RECORDS SUPPLIED
START
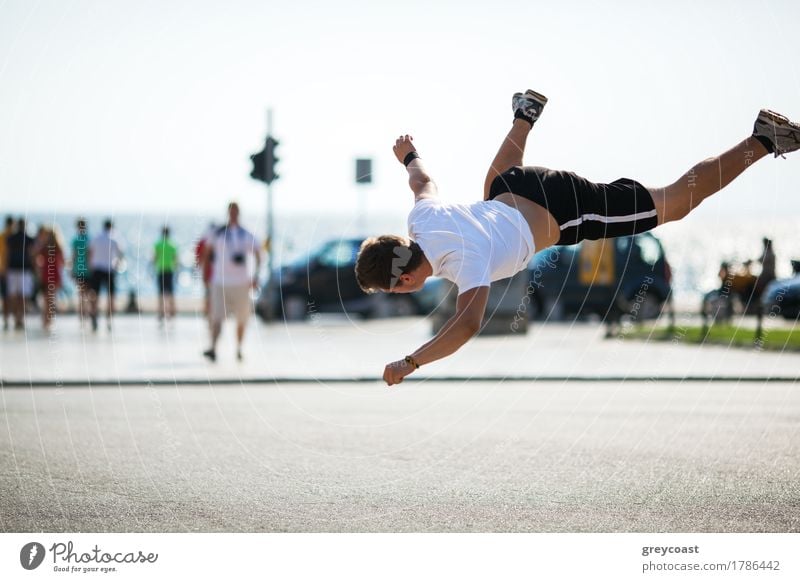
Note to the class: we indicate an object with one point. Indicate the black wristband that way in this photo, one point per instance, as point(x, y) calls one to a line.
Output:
point(410, 157)
point(412, 361)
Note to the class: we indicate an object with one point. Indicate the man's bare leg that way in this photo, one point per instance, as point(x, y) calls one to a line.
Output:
point(509, 154)
point(704, 179)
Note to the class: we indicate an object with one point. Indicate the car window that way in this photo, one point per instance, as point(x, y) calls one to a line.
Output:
point(338, 254)
point(649, 249)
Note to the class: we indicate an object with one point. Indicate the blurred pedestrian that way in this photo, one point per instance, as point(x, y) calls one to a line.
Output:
point(767, 261)
point(165, 261)
point(105, 255)
point(80, 267)
point(20, 272)
point(205, 267)
point(232, 278)
point(50, 263)
point(8, 229)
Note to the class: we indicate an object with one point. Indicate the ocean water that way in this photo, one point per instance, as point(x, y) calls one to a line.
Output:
point(694, 247)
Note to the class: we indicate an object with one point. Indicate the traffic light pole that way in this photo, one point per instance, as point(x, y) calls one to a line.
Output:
point(270, 220)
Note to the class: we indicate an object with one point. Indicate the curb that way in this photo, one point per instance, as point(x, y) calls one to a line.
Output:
point(210, 382)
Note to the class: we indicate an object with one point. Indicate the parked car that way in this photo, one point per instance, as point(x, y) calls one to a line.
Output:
point(608, 278)
point(782, 297)
point(324, 281)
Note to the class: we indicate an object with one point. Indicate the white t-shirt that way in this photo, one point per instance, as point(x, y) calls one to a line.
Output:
point(229, 243)
point(105, 251)
point(471, 244)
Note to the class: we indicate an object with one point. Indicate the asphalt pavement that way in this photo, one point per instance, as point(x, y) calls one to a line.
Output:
point(332, 348)
point(424, 457)
point(132, 431)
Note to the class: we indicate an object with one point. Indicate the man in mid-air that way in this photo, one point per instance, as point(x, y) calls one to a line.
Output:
point(525, 210)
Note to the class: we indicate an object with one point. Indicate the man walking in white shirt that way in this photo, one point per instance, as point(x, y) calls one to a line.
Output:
point(234, 275)
point(105, 254)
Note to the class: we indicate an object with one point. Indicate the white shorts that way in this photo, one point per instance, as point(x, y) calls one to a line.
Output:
point(20, 283)
point(230, 300)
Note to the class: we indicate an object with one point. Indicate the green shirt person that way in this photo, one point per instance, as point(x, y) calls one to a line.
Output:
point(165, 261)
point(80, 253)
point(166, 254)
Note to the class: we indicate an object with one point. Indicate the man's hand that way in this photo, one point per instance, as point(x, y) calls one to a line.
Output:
point(396, 371)
point(403, 146)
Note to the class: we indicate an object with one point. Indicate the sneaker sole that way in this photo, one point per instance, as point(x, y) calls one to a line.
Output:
point(776, 118)
point(537, 96)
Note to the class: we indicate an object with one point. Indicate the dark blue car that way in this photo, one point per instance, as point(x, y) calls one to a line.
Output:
point(613, 278)
point(324, 281)
point(782, 297)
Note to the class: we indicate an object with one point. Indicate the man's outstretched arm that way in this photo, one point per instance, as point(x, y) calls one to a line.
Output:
point(418, 178)
point(458, 330)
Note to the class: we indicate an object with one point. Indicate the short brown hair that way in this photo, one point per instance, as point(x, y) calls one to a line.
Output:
point(382, 259)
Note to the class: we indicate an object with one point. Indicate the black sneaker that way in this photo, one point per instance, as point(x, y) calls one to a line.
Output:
point(782, 134)
point(528, 105)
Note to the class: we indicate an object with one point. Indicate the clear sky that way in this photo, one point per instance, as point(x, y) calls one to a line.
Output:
point(153, 105)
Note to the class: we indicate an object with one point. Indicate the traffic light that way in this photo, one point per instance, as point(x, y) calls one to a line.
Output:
point(271, 159)
point(264, 162)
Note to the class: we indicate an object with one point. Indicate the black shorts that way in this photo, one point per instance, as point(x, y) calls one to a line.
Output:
point(582, 209)
point(165, 281)
point(102, 279)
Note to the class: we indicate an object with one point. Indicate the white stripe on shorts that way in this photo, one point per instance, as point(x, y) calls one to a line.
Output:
point(608, 219)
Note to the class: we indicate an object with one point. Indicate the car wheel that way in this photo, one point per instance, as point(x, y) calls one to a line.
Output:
point(649, 307)
point(295, 308)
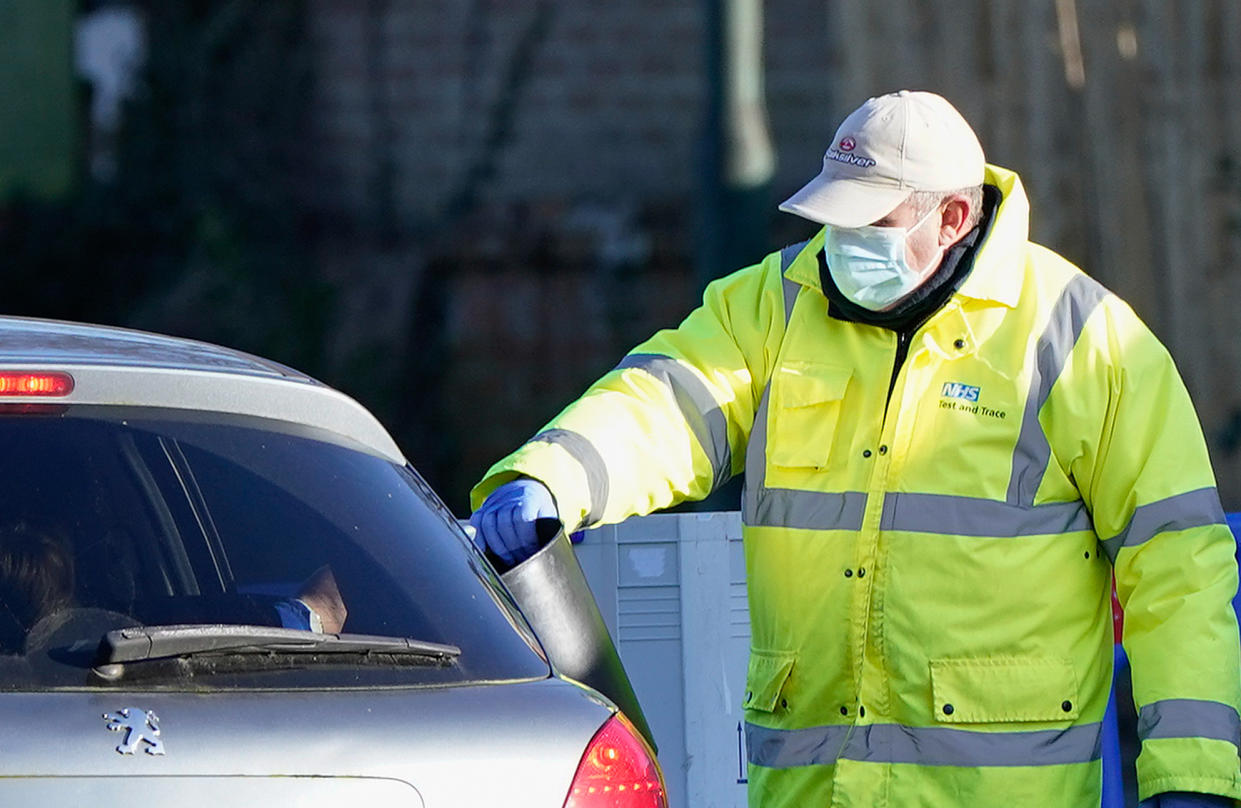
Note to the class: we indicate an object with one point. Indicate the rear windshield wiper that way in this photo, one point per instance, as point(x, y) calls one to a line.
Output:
point(163, 642)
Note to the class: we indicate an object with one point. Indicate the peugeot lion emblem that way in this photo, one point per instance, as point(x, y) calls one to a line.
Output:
point(140, 729)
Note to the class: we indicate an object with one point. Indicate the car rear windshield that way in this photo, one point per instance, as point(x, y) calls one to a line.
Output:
point(128, 518)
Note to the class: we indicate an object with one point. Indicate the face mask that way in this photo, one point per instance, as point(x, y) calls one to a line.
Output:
point(869, 264)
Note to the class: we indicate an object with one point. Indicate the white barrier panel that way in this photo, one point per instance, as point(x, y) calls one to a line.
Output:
point(672, 588)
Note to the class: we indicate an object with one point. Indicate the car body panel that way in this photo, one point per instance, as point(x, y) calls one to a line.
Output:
point(485, 745)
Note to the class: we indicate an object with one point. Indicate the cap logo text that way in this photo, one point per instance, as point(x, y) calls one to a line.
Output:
point(851, 159)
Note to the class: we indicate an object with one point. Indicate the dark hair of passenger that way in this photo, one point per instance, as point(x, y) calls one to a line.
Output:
point(36, 579)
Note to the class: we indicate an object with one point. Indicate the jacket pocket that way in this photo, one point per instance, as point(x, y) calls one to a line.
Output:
point(807, 407)
point(1003, 689)
point(766, 677)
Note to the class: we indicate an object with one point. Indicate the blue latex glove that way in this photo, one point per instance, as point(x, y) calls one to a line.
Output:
point(1185, 799)
point(505, 521)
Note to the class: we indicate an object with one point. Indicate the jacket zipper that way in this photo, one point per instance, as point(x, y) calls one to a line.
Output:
point(902, 351)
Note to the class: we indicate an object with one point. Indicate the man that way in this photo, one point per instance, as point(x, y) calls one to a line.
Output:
point(952, 439)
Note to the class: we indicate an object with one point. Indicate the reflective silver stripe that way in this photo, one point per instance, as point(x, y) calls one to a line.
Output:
point(592, 462)
point(922, 746)
point(969, 516)
point(1191, 509)
point(812, 510)
point(1189, 718)
point(698, 406)
point(1033, 452)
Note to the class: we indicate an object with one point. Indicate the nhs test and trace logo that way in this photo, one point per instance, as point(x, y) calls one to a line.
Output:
point(963, 392)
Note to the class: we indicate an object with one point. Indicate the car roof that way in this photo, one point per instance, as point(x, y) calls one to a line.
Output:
point(127, 368)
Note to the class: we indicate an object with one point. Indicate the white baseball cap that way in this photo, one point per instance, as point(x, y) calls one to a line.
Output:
point(886, 149)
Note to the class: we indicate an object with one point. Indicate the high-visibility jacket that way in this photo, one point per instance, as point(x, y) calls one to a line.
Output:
point(930, 559)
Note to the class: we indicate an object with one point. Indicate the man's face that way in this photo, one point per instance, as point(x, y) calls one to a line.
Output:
point(922, 246)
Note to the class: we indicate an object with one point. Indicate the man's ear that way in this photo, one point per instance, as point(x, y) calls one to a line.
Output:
point(956, 214)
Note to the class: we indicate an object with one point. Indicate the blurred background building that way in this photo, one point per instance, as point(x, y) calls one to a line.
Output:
point(463, 211)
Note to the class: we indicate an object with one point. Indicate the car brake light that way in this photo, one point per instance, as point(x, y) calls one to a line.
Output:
point(617, 771)
point(35, 384)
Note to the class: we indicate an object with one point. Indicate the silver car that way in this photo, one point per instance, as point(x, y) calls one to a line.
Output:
point(221, 583)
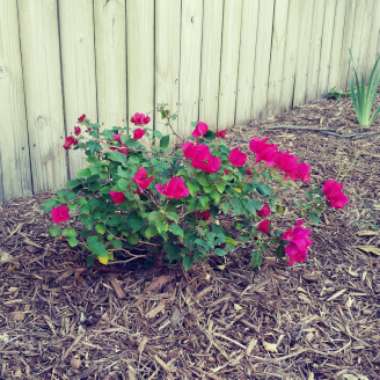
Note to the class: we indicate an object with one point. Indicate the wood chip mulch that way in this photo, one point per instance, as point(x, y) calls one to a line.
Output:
point(219, 321)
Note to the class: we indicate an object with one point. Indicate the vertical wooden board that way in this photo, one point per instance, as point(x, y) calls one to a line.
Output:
point(140, 43)
point(290, 59)
point(229, 62)
point(191, 46)
point(327, 39)
point(262, 58)
point(357, 36)
point(167, 56)
point(305, 34)
point(247, 60)
point(277, 55)
point(336, 48)
point(15, 178)
point(111, 68)
point(78, 67)
point(367, 51)
point(315, 50)
point(348, 36)
point(43, 91)
point(210, 65)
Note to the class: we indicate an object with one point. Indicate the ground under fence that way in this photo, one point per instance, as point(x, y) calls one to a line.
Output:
point(222, 61)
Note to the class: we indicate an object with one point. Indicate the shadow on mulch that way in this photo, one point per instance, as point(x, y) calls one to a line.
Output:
point(315, 321)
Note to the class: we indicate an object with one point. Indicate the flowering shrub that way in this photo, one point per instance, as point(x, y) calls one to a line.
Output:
point(186, 202)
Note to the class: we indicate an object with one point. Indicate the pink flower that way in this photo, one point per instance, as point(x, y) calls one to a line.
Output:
point(77, 130)
point(288, 164)
point(237, 157)
point(299, 242)
point(204, 215)
point(69, 142)
point(116, 137)
point(123, 150)
point(200, 129)
point(193, 151)
point(201, 157)
point(117, 197)
point(264, 211)
point(174, 189)
point(140, 119)
point(82, 118)
point(264, 226)
point(138, 133)
point(141, 179)
point(263, 151)
point(60, 214)
point(334, 194)
point(210, 164)
point(221, 134)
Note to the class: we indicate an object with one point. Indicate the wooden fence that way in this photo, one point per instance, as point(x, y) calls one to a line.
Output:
END
BRIEF
Reproduce the lines of the material above verbatim, beginning at the line that contains "the white baseball" and ending after the line that contains "point(221, 583)".

THE OUTPUT
Note to the class: we indicate an object with one point. Indicate the white baseball cap that way in this photo, one point per instance, as point(x, y) calls one to a line.
Output:
point(886, 149)
Note to the class: we indicate an object with one point. Indicate the high-visibility jacket that way in this photo, one point per instance, as point(x, y) calls one to a line.
Output:
point(930, 559)
Note to the class: we indicate an object with one point. Indicate the man's face that way in this photo, one point per instance, as point(x, y) calls one to a line.
Output:
point(922, 246)
Note to the class: we indicate an object with one point. Indicate the man's ear that way in this photo, one point per instance, as point(x, y) calls one to a line.
Output:
point(956, 214)
Note to the class: we indicate an object with one point. Indicate the blurred background building that way in this photo, one point per instance, as point(x, y) calls one to a line.
Output:
point(463, 211)
Note to the class: we indicate an object with one point. Indicate the car brake light that way in this photo, one point per instance, as point(x, y) calls one to a line.
Output:
point(617, 771)
point(35, 384)
Note to the class: we indicate an object with one point. Indicate the silver car that way in this photo, one point per instance, as point(x, y) calls one to a line.
Output:
point(221, 583)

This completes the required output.